• _ACTIVITY_
Retype, word for word, only the lines from the one with "the black bench." through the last line of the data below.

Referring expression pointing data
----------

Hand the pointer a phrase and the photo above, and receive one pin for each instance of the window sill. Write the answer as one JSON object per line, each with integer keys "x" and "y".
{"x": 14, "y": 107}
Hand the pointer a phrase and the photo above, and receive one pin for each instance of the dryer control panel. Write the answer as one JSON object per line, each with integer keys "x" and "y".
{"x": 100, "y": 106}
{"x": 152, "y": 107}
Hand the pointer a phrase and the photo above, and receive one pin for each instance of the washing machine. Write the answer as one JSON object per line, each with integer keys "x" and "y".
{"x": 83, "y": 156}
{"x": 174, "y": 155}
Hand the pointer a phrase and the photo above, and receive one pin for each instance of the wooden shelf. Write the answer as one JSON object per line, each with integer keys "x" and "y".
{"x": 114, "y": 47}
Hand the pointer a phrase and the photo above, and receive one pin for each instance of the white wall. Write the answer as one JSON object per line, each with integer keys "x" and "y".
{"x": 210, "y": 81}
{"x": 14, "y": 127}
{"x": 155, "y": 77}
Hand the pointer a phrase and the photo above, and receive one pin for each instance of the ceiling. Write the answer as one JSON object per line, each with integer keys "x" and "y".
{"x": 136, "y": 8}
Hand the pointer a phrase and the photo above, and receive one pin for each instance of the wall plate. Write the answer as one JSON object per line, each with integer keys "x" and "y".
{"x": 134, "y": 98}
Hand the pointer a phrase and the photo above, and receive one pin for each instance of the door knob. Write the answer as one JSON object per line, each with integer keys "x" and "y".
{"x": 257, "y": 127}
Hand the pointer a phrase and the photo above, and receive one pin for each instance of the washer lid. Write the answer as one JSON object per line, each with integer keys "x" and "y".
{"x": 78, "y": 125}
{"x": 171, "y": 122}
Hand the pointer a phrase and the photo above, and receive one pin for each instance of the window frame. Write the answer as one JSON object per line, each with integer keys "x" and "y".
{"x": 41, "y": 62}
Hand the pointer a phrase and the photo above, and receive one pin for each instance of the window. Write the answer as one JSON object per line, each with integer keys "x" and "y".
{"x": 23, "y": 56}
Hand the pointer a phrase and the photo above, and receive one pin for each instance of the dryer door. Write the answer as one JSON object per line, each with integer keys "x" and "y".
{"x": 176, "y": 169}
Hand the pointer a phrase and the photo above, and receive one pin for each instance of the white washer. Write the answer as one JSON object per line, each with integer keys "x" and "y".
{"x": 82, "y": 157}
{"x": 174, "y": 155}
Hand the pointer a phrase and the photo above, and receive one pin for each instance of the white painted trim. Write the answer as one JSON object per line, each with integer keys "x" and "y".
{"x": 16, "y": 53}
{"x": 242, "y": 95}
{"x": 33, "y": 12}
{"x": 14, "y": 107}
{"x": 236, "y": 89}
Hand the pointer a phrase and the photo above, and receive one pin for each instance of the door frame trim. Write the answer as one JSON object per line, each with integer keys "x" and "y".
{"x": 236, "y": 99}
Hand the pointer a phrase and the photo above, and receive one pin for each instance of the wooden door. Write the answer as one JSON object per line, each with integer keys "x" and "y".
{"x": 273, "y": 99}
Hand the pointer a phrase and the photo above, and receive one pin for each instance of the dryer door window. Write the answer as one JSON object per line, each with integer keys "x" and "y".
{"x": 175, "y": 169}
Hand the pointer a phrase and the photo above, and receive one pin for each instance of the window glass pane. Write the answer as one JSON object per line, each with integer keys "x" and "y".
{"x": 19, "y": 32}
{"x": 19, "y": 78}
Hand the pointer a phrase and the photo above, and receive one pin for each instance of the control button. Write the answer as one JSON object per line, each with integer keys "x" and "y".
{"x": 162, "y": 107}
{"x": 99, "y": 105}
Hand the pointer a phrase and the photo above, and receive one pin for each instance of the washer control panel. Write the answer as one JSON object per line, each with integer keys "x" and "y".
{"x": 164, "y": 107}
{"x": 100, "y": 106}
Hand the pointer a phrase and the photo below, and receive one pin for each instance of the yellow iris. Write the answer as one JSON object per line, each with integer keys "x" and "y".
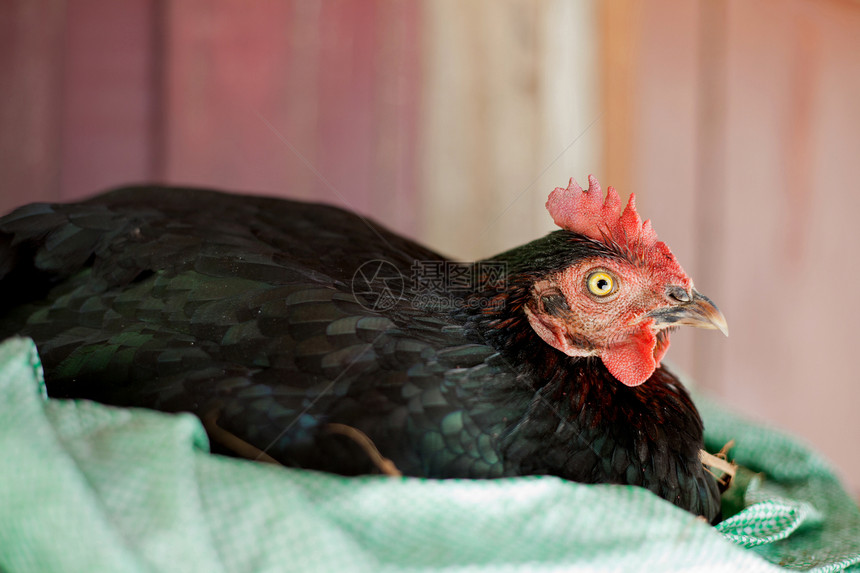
{"x": 601, "y": 283}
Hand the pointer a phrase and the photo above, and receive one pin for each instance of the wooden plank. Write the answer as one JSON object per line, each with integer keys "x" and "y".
{"x": 502, "y": 125}
{"x": 109, "y": 103}
{"x": 790, "y": 219}
{"x": 31, "y": 33}
{"x": 315, "y": 100}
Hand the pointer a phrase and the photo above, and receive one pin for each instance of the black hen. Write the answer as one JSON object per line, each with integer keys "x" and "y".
{"x": 281, "y": 323}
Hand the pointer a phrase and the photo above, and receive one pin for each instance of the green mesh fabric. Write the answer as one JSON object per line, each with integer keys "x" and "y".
{"x": 85, "y": 487}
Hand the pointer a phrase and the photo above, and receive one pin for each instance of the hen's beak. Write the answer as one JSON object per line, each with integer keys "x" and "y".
{"x": 697, "y": 311}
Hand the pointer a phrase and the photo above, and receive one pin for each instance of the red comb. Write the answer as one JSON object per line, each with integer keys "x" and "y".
{"x": 587, "y": 213}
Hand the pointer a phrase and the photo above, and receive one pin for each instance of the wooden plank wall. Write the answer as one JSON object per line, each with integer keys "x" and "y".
{"x": 745, "y": 134}
{"x": 309, "y": 99}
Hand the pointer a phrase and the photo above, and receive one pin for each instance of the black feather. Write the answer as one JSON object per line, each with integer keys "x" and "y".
{"x": 186, "y": 299}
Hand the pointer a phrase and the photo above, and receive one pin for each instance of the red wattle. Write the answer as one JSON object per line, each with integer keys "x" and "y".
{"x": 632, "y": 362}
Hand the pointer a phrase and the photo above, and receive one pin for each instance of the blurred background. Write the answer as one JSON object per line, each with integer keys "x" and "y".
{"x": 736, "y": 123}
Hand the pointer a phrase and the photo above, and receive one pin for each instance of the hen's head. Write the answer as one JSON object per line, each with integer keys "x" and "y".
{"x": 621, "y": 295}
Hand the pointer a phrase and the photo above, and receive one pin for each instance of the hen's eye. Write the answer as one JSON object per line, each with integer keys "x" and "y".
{"x": 601, "y": 283}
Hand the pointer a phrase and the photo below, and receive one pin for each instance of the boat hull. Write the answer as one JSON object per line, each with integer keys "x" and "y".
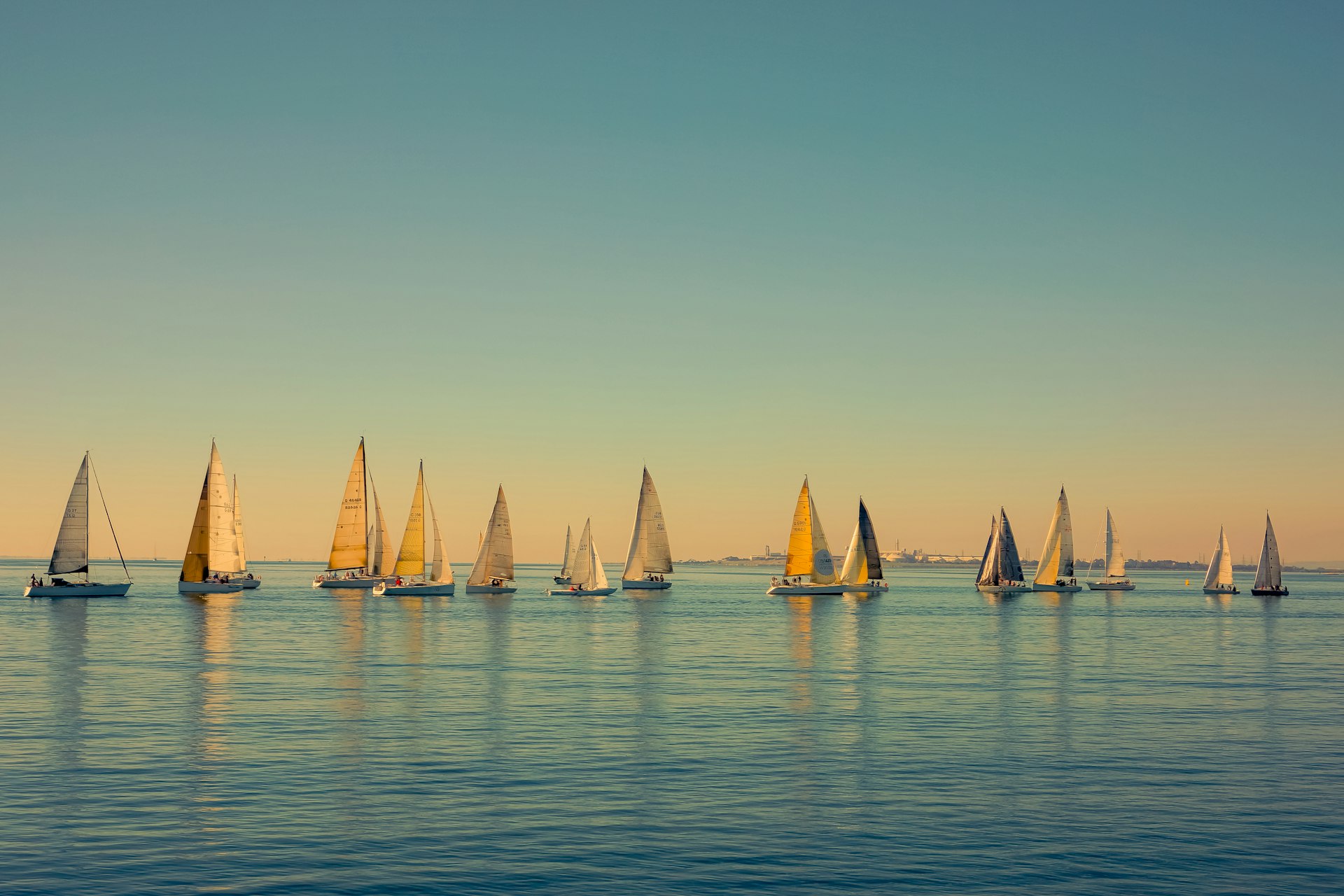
{"x": 209, "y": 587}
{"x": 358, "y": 582}
{"x": 92, "y": 590}
{"x": 1110, "y": 586}
{"x": 416, "y": 590}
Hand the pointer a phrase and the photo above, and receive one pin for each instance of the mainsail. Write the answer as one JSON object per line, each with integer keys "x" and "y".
{"x": 410, "y": 558}
{"x": 650, "y": 550}
{"x": 71, "y": 550}
{"x": 238, "y": 528}
{"x": 350, "y": 545}
{"x": 1057, "y": 558}
{"x": 808, "y": 552}
{"x": 495, "y": 559}
{"x": 863, "y": 561}
{"x": 1269, "y": 574}
{"x": 1114, "y": 554}
{"x": 1221, "y": 564}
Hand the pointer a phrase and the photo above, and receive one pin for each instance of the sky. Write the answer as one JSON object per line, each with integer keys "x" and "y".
{"x": 945, "y": 255}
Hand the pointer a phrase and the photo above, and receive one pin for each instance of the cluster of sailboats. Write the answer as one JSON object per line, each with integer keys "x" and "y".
{"x": 362, "y": 555}
{"x": 1002, "y": 573}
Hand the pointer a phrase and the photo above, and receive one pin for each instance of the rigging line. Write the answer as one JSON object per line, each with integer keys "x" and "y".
{"x": 108, "y": 514}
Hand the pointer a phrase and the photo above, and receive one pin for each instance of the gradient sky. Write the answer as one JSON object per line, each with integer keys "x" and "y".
{"x": 946, "y": 255}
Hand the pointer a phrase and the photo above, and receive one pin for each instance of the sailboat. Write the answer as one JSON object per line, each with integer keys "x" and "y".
{"x": 213, "y": 548}
{"x": 70, "y": 554}
{"x": 1114, "y": 578}
{"x": 245, "y": 580}
{"x": 568, "y": 564}
{"x": 1000, "y": 570}
{"x": 493, "y": 567}
{"x": 1269, "y": 574}
{"x": 356, "y": 547}
{"x": 862, "y": 570}
{"x": 808, "y": 556}
{"x": 1056, "y": 571}
{"x": 588, "y": 577}
{"x": 1219, "y": 577}
{"x": 410, "y": 558}
{"x": 651, "y": 556}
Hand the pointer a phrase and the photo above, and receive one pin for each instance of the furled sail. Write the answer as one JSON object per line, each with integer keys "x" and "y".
{"x": 238, "y": 528}
{"x": 1009, "y": 564}
{"x": 71, "y": 550}
{"x": 442, "y": 570}
{"x": 350, "y": 545}
{"x": 1221, "y": 564}
{"x": 1269, "y": 574}
{"x": 1057, "y": 558}
{"x": 1114, "y": 554}
{"x": 650, "y": 548}
{"x": 495, "y": 559}
{"x": 410, "y": 558}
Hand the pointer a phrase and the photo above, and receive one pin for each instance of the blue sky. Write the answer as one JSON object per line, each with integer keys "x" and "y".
{"x": 941, "y": 254}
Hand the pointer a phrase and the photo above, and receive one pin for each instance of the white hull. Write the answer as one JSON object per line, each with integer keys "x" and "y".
{"x": 90, "y": 590}
{"x": 491, "y": 589}
{"x": 1003, "y": 589}
{"x": 640, "y": 584}
{"x": 207, "y": 587}
{"x": 416, "y": 590}
{"x": 1112, "y": 586}
{"x": 358, "y": 582}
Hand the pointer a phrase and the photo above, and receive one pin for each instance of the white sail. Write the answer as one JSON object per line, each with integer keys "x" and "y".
{"x": 238, "y": 528}
{"x": 1057, "y": 558}
{"x": 1221, "y": 564}
{"x": 495, "y": 558}
{"x": 1269, "y": 574}
{"x": 568, "y": 558}
{"x": 350, "y": 543}
{"x": 71, "y": 550}
{"x": 441, "y": 571}
{"x": 1114, "y": 554}
{"x": 650, "y": 548}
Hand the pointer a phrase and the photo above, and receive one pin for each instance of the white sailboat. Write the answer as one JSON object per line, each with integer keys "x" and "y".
{"x": 213, "y": 548}
{"x": 1000, "y": 568}
{"x": 651, "y": 556}
{"x": 1114, "y": 578}
{"x": 1056, "y": 571}
{"x": 862, "y": 570}
{"x": 70, "y": 554}
{"x": 568, "y": 562}
{"x": 244, "y": 578}
{"x": 1269, "y": 574}
{"x": 355, "y": 561}
{"x": 410, "y": 558}
{"x": 588, "y": 577}
{"x": 808, "y": 556}
{"x": 493, "y": 568}
{"x": 1219, "y": 577}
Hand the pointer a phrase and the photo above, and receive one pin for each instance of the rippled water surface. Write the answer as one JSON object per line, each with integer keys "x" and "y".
{"x": 706, "y": 739}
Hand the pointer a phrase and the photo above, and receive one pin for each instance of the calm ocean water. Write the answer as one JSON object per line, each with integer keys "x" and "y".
{"x": 707, "y": 739}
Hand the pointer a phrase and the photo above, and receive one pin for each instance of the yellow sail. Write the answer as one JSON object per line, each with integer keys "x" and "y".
{"x": 410, "y": 559}
{"x": 350, "y": 546}
{"x": 799, "y": 559}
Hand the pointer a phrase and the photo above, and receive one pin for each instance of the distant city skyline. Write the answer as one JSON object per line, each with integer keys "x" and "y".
{"x": 899, "y": 248}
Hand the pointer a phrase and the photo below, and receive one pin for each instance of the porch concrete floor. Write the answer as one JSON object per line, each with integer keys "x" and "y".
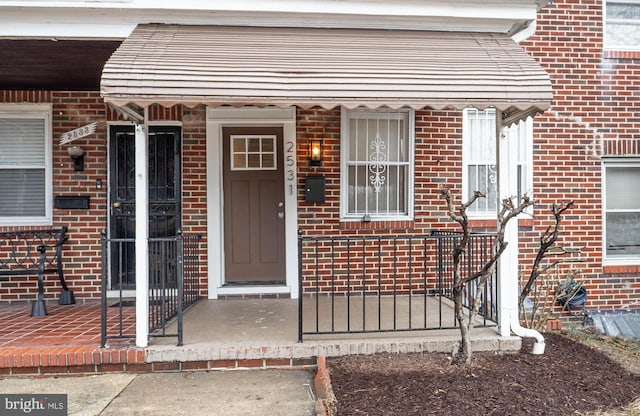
{"x": 217, "y": 334}
{"x": 246, "y": 329}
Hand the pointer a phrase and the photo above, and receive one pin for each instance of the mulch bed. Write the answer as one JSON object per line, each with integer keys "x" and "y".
{"x": 569, "y": 377}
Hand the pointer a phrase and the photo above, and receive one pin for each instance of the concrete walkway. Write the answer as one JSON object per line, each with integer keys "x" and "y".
{"x": 233, "y": 393}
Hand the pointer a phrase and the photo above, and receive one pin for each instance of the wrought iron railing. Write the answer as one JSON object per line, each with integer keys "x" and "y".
{"x": 369, "y": 284}
{"x": 174, "y": 268}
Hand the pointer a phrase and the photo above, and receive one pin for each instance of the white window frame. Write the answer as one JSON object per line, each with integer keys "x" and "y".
{"x": 346, "y": 115}
{"x": 606, "y": 42}
{"x": 40, "y": 111}
{"x": 522, "y": 133}
{"x": 624, "y": 259}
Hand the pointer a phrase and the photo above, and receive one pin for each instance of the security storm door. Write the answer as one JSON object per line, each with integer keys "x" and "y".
{"x": 164, "y": 194}
{"x": 254, "y": 222}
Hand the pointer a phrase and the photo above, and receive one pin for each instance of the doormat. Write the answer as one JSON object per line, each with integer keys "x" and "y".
{"x": 124, "y": 303}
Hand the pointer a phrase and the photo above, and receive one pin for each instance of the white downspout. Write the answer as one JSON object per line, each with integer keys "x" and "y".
{"x": 508, "y": 261}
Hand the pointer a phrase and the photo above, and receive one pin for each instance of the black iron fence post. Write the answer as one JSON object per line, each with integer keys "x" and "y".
{"x": 103, "y": 294}
{"x": 180, "y": 271}
{"x": 300, "y": 288}
{"x": 378, "y": 277}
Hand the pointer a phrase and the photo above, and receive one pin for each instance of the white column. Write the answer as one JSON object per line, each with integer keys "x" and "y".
{"x": 508, "y": 261}
{"x": 142, "y": 234}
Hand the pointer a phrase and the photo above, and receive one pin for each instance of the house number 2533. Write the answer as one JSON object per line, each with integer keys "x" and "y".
{"x": 290, "y": 157}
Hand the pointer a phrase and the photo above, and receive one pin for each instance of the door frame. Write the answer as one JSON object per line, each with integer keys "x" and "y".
{"x": 217, "y": 118}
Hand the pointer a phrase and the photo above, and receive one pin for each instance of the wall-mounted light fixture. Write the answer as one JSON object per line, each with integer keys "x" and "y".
{"x": 315, "y": 152}
{"x": 77, "y": 154}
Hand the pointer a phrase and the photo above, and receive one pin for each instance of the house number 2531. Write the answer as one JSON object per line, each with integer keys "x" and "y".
{"x": 290, "y": 157}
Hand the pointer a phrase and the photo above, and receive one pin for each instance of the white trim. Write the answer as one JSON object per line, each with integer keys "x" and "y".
{"x": 98, "y": 19}
{"x": 383, "y": 114}
{"x": 621, "y": 260}
{"x": 39, "y": 111}
{"x": 253, "y": 290}
{"x": 217, "y": 118}
{"x": 142, "y": 234}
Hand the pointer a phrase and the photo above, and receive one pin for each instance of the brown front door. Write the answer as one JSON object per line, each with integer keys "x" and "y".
{"x": 253, "y": 205}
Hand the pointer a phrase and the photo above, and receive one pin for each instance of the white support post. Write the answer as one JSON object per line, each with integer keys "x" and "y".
{"x": 508, "y": 261}
{"x": 142, "y": 234}
{"x": 508, "y": 288}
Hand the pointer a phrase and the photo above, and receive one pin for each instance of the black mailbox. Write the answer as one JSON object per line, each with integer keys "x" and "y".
{"x": 314, "y": 188}
{"x": 71, "y": 202}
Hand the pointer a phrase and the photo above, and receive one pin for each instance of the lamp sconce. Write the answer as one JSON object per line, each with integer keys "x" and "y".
{"x": 315, "y": 152}
{"x": 77, "y": 154}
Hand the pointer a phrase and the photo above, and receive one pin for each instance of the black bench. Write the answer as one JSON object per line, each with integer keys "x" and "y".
{"x": 35, "y": 252}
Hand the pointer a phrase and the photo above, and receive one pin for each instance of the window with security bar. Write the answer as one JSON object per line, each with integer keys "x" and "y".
{"x": 479, "y": 159}
{"x": 25, "y": 165}
{"x": 377, "y": 164}
{"x": 621, "y": 206}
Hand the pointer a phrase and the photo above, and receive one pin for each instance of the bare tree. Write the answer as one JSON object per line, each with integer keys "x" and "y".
{"x": 548, "y": 258}
{"x": 547, "y": 248}
{"x": 459, "y": 215}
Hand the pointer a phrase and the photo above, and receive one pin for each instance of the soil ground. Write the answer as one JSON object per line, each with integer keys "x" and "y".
{"x": 580, "y": 373}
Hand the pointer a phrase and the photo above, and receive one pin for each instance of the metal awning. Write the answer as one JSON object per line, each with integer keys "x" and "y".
{"x": 306, "y": 67}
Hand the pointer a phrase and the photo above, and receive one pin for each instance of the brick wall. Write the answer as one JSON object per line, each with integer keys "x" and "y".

----------

• _COMPLETED EXERCISE_
Hand the pointer a phrase and the photo above, and receive one pin for each instance of the black bench. Write the answer as one JSON object per line, each with integer keys "x" and "y".
{"x": 35, "y": 252}
Hand the pointer a phrase and the photo above, and receive one pin for each instance of the window with security bar. Write the answer as one JSON object per line, each with integer keys "x" and "y".
{"x": 479, "y": 159}
{"x": 25, "y": 165}
{"x": 377, "y": 164}
{"x": 621, "y": 206}
Hand the pointer a phrase and the photo above, and receive one pin for each instance of the bare tree. Write the answer as one JSON object per line, each with integer keys "x" and "y".
{"x": 548, "y": 258}
{"x": 547, "y": 248}
{"x": 459, "y": 215}
Hand the pointer a phrase and the photo above, and receive one pin for each instance of the soil ground. Write the answer as one JSON object per line, each with integer keys "x" and "y".
{"x": 580, "y": 373}
Hand the pointer a phrase and the photo above, and receive one pin for each instance of the metal awning. Write the answer as one JSON object per line, each with integer keys "x" and "y".
{"x": 306, "y": 67}
Hand the pointer a phrase and the photo above, and receive one pin for each instance of the brick wall. Write the answer as one JSON object per line, each with integer keys "x" and "y".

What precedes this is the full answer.